Material shown:
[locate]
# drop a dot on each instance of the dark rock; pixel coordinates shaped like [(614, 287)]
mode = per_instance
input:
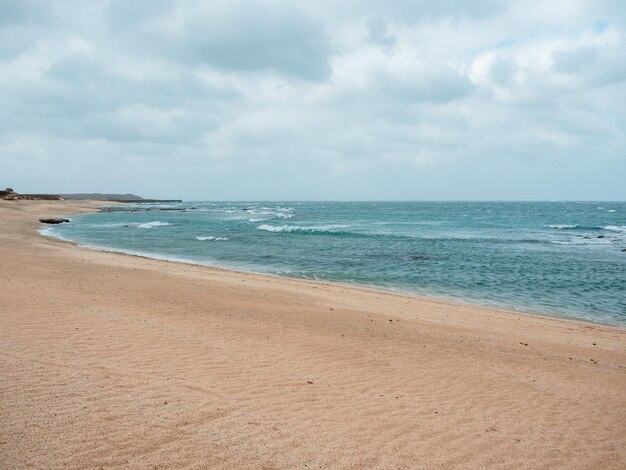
[(53, 221)]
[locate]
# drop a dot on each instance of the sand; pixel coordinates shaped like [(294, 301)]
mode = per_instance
[(108, 360)]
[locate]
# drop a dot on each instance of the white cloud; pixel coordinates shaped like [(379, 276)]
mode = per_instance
[(357, 99)]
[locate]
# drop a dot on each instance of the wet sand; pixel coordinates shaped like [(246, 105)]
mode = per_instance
[(108, 360)]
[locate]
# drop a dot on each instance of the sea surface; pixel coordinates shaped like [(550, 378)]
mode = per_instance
[(556, 258)]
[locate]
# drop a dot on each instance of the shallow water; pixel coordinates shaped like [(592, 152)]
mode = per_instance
[(556, 258)]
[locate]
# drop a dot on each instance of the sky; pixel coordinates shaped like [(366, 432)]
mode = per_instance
[(295, 100)]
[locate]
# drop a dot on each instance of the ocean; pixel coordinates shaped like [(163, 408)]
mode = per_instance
[(557, 258)]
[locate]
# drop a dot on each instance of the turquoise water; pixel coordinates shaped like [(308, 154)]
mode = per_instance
[(555, 258)]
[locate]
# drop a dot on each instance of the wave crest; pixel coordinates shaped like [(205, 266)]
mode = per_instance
[(155, 223)]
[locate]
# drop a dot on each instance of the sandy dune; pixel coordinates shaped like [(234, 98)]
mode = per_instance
[(109, 360)]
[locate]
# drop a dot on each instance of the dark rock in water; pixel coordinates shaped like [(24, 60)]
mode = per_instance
[(53, 221)]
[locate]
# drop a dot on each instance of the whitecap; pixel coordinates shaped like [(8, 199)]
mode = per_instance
[(155, 223), (615, 228), (563, 226), (297, 228)]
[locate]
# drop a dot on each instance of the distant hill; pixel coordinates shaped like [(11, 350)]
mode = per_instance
[(103, 196)]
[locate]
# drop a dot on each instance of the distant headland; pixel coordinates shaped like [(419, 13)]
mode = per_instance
[(11, 195)]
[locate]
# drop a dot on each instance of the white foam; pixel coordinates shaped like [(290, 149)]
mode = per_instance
[(297, 228), (155, 223)]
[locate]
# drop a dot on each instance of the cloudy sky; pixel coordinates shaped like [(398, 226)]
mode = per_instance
[(404, 99)]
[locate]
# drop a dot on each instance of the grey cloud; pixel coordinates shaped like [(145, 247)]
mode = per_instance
[(261, 38), (378, 33), (574, 61), (265, 99)]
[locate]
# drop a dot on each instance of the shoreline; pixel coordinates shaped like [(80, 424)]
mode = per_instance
[(129, 362), (446, 301)]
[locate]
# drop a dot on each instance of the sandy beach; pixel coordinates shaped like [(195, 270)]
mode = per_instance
[(114, 361)]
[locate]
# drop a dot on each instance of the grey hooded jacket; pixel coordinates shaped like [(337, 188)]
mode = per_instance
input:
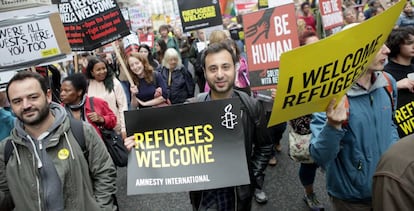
[(51, 173)]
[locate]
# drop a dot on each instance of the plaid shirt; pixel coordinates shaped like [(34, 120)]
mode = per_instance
[(221, 199)]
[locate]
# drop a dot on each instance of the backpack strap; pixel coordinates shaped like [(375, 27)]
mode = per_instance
[(387, 88), (76, 127), (202, 97)]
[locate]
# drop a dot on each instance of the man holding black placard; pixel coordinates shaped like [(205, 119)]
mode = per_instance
[(219, 64)]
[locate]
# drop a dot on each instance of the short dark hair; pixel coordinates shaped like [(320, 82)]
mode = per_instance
[(162, 28), (108, 82), (305, 35), (23, 75), (78, 81), (215, 48), (306, 3), (397, 38)]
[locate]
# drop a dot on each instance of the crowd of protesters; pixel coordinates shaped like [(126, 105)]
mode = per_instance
[(346, 142)]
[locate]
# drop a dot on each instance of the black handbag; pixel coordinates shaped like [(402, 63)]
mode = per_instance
[(114, 143)]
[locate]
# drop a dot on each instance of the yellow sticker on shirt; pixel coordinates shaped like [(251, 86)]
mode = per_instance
[(63, 154)]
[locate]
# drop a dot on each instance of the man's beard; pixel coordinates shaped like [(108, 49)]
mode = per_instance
[(42, 115)]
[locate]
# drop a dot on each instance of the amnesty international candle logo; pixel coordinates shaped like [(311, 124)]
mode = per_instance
[(186, 147), (229, 119), (199, 14)]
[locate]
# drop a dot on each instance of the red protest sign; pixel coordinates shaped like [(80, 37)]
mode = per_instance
[(268, 33)]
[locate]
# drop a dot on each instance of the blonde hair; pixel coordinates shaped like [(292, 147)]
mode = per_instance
[(171, 53), (217, 36)]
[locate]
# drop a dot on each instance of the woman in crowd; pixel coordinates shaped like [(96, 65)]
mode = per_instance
[(103, 84), (179, 81), (160, 48), (77, 103), (301, 125), (149, 88), (146, 51)]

What to work on:
The data above should be repeated exactly, minus any pictures.

The response:
[locate]
# drop a dot on each instance of the dark rock; pixel coordinates shaped like [(614, 287)]
mode = per_instance
input:
[(53, 221)]
[locate]
# drop a dot on each instance of the sand; pixel coordinates shaped like [(294, 301)]
mode = per_instance
[(108, 360)]
[locate]
# drop a dot on each instance of the white cloud; pixel coordinates shaped like [(379, 276)]
mode = per_instance
[(357, 99)]
[locate]
# drop a dot on each instance of the wet sand; pixel coordinates shaped like [(246, 105)]
mode = per_instance
[(108, 360)]
[locate]
# drop a dot on each instance of the sea surface; pixel coordinates shaped like [(550, 378)]
mode = per_instance
[(556, 258)]
[locate]
# drop a dot on each instance of the shallow water; pixel coordinates shaped like [(592, 152)]
mode = per_instance
[(556, 258)]
[locate]
# drop a dot on each instance of the sky; pixel coordinates shaped like [(366, 432)]
mode = per_instance
[(295, 100)]
[locate]
# drop a dot on each instance of the ocean; pixel coordinates shaped like [(163, 408)]
mode = per_instance
[(557, 258)]
[locate]
# drop a dot on each instance of the turquoise water; pixel coordinates shaped like [(308, 154)]
mode = per_instance
[(555, 258)]
[locate]
# drop a dot on each instance of the wave crest; pixel coordinates shaped like [(205, 266)]
mode = per_instance
[(155, 223)]
[locate]
# drop a dot on each instance of the sandy dune; pixel coordinates shaped like [(234, 98)]
mode = per_instance
[(109, 360)]
[locate]
# drop a dot on each instance of the dark rock in water; pixel coordinates shaped like [(24, 60)]
mode = per_instance
[(53, 221)]
[locate]
# drop a dot on each instance of the whitecap; pixel coordinates shaped like [(8, 199)]
mode = per_instance
[(155, 223), (615, 228), (563, 226), (297, 228)]
[locate]
# drop a dot on each instance of the distant hill; pixel coordinates shaped like [(11, 350)]
mode = per_instance
[(103, 196)]
[locate]
# drop a dot on each instance of the distant headland; pixel coordinates shaped like [(419, 13)]
mode = per_instance
[(11, 195)]
[locate]
# drop a dot on each instance of the white foam; pixel coordinates shaped like [(290, 149)]
mode = per_instance
[(297, 228), (155, 223)]
[locate]
# drop a dot on each instance of the cloudy sky; pixel coordinates shaped like [(398, 226)]
mode = per_instance
[(404, 99)]
[locate]
# drop a dot on each instance of the grey cloud; pixel coordinates shaped like [(145, 247)]
mode = per_instance
[(261, 38), (378, 33), (574, 61), (265, 99)]
[locate]
# drop a dot on each instance of the shoreline; pixel coordinates shaped like [(80, 424)]
mode = per_instance
[(129, 362), (446, 301)]
[locate]
# drop a dot on each instance of the sandy beach; pixel coordinates shaped like [(195, 270)]
mode = per_instance
[(114, 361)]
[locate]
# drop a dot on each instance of the grey hooded jacket; pixel coordinates shaped like [(337, 188)]
mode = per_instance
input:
[(51, 173)]
[locate]
# drop a dot on each instance of the plaid shirt; pixel coordinates shaped like [(34, 120)]
mode = per_instance
[(221, 199)]
[locate]
# drop a dot on each instance of the backpack strap; pixel coordinates shaped like [(375, 27)]
mode = per_instance
[(387, 88), (76, 127), (202, 97)]
[locate]
# drop a dot on each instance of the man holding black placard; pixel coordinates shaped like [(205, 119)]
mode = per_instance
[(219, 64)]
[locate]
# drop a dot on each instance of the short dark hair; pixel coordinates shaped like [(320, 82)]
mode = per_instance
[(162, 28), (108, 82), (305, 35), (23, 75), (78, 81), (215, 48), (306, 3), (397, 38)]
[locate]
# drop a dot on each instance of the crowd of protesters; pixel coordinates shaped like [(126, 105)]
mode = per_instance
[(346, 142)]
[locate]
# drop a dot on each instance of the black handbag; pixel coordinates shaped like [(402, 63)]
mode = per_instance
[(114, 143)]
[locate]
# drop a dot on each instance of the yellow sticker on shirt; pixel coordinates shaped like [(251, 86)]
mode = per_instance
[(63, 154)]
[locate]
# drop a dot on each instance of the man's beard; pixel coordinates shaped like [(108, 49)]
mode = per_instance
[(42, 115)]
[locate]
# drop a dot on each instance of the amnesty international candle logo; pixel coordinates shaped like [(311, 124)]
mode = per_instance
[(186, 147), (229, 119), (199, 14)]
[locate]
# drop a dot on each instance of the red protest sign; pixel coordinates shaped like [(80, 37)]
mode = per_instance
[(268, 33)]
[locate]
# drop a dot on each instance of the blonde hair; pixel coordinates shaped like [(292, 147)]
mode = per_instance
[(171, 53), (217, 36)]
[locate]
# drop a dot on each instance of the woman in crowd; pixel coordinates shaped like [(96, 65)]
mode = per_instance
[(103, 84), (179, 81), (160, 48), (77, 103), (301, 125), (149, 88), (146, 51)]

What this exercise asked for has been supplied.